» The exercise:
Produce an exact transcription of the listing below, omitting the pictures.

-- Begin Supplied data --

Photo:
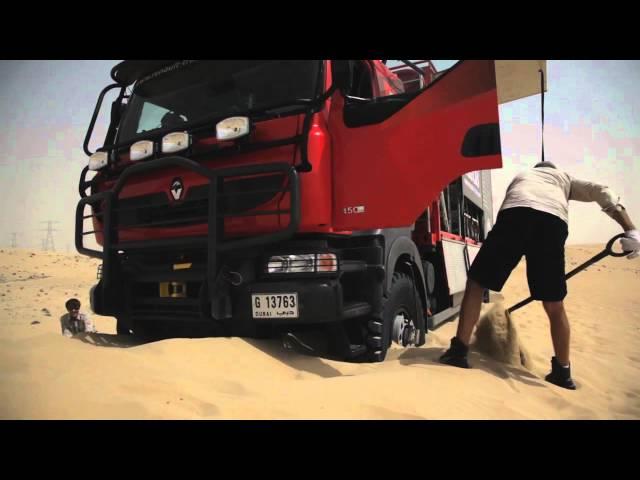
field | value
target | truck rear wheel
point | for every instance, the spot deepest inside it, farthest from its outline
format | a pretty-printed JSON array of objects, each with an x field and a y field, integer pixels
[
  {"x": 122, "y": 326},
  {"x": 402, "y": 305}
]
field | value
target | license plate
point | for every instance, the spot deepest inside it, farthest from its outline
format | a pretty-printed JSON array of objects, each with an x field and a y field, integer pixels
[{"x": 275, "y": 305}]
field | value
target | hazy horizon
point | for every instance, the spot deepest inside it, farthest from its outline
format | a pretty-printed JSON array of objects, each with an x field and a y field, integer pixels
[{"x": 592, "y": 130}]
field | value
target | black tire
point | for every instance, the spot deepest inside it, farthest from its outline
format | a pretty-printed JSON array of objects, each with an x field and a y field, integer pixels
[
  {"x": 402, "y": 298},
  {"x": 122, "y": 326}
]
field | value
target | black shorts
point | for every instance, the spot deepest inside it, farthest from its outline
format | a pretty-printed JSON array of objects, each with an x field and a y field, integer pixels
[{"x": 540, "y": 237}]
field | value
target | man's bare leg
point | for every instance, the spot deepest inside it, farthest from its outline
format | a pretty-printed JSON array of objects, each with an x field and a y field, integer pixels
[
  {"x": 469, "y": 311},
  {"x": 560, "y": 330},
  {"x": 469, "y": 315}
]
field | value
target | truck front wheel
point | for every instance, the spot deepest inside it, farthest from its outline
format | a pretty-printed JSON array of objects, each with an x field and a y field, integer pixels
[
  {"x": 401, "y": 308},
  {"x": 122, "y": 326}
]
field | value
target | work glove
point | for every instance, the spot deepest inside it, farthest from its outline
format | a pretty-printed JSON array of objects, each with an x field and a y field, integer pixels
[{"x": 631, "y": 243}]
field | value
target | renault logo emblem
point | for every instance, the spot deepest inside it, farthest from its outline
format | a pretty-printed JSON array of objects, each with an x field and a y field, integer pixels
[{"x": 176, "y": 189}]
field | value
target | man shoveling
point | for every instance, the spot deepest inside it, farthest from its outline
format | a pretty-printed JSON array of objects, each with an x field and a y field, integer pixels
[{"x": 533, "y": 221}]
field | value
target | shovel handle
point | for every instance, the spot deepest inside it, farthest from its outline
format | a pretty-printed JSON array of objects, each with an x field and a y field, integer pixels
[{"x": 609, "y": 247}]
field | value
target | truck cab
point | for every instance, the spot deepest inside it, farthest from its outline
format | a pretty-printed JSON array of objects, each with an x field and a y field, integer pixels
[{"x": 247, "y": 198}]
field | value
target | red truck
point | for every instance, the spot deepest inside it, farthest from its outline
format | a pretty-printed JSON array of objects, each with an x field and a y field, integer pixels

-- End Supplied data --

» Exercise response:
Photo:
field | value
target | truck rear wheel
point | for every instance, the spot deepest inside it, farthest from its outline
format | a pretty-printed JSON array of objects, each with an x field and a y field, integer pixels
[
  {"x": 122, "y": 326},
  {"x": 402, "y": 305}
]
field | value
target | license plate
point | for every instance, the spot deepest inside it, farthest from its outline
format | a pretty-printed JSON array of objects, each with an x field and a y field, integer pixels
[{"x": 275, "y": 305}]
field | value
target | hazy horizon
point | for every instance, the spot deepest inside it, farthest from its outline
format | a pretty-printed JSON array of objects, each with an x field and a y field, integer pixels
[{"x": 592, "y": 130}]
field | value
target | black tire
point | for every instance, the spot deepest inside it, farthest from its outline
format | a pretty-printed JSON array of objects, each with an x field and a y field, integer pixels
[
  {"x": 402, "y": 298},
  {"x": 122, "y": 326}
]
field | value
target | black shorts
point | for every instance, the spot deepest inside it, farthest from its outline
format | a pretty-printed JSON array of objects, each with an x field and a y field, integer pixels
[{"x": 540, "y": 237}]
field | value
target | man's bare leg
point | for every instance, the spot deepest inside it, farthest from its outline
format | a pretty-printed JSON array of objects, each with an x field and a y field, integer pixels
[
  {"x": 469, "y": 311},
  {"x": 560, "y": 330},
  {"x": 469, "y": 315}
]
field | value
target | truck front wheel
point | for every instance, the spot deepest inside it, farthest from its outline
format | a pretty-printed JSON array of objects, each with an x field and a y field, integer pixels
[
  {"x": 401, "y": 308},
  {"x": 122, "y": 326}
]
field | value
target | work glove
point | for every instance, the spot deepest inside it, farthest from its outline
format | a pretty-printed JSON array of objects, each with an x field and a y field, integer pixels
[{"x": 631, "y": 243}]
field | value
target | renault logo emblem
point | for every instance, the spot deepest inside it, farthest from its outline
format | a pretty-printed JSON array of objects, each with an x field and a y field, integer pixels
[{"x": 176, "y": 189}]
field | value
target | man shoveling
point | for every instance, the spot deepest inside it, farthest from its outline
format | a pretty-printed JSON array of objects, each with an x field and a y field, integer pixels
[{"x": 533, "y": 221}]
field | value
target | shovel handle
point | for every instance, the spot deepest inside it, farthest from its outline
format | a pretty-printed JSON array of objects, each with an x field and a y field, integer pixels
[{"x": 609, "y": 247}]
field | value
target | truck cab
point | for every instance, the spot deepest inside it, farthest from its outline
format | a pretty-printed JSON array of objects, each with an x field and a y field, integer pixels
[{"x": 247, "y": 198}]
field | value
target | red truck
point | for every instance, the spot deepest inside it, farthest from its outline
format | a pretty-printed JSON array of objects, each with an x field and a y field, integer pixels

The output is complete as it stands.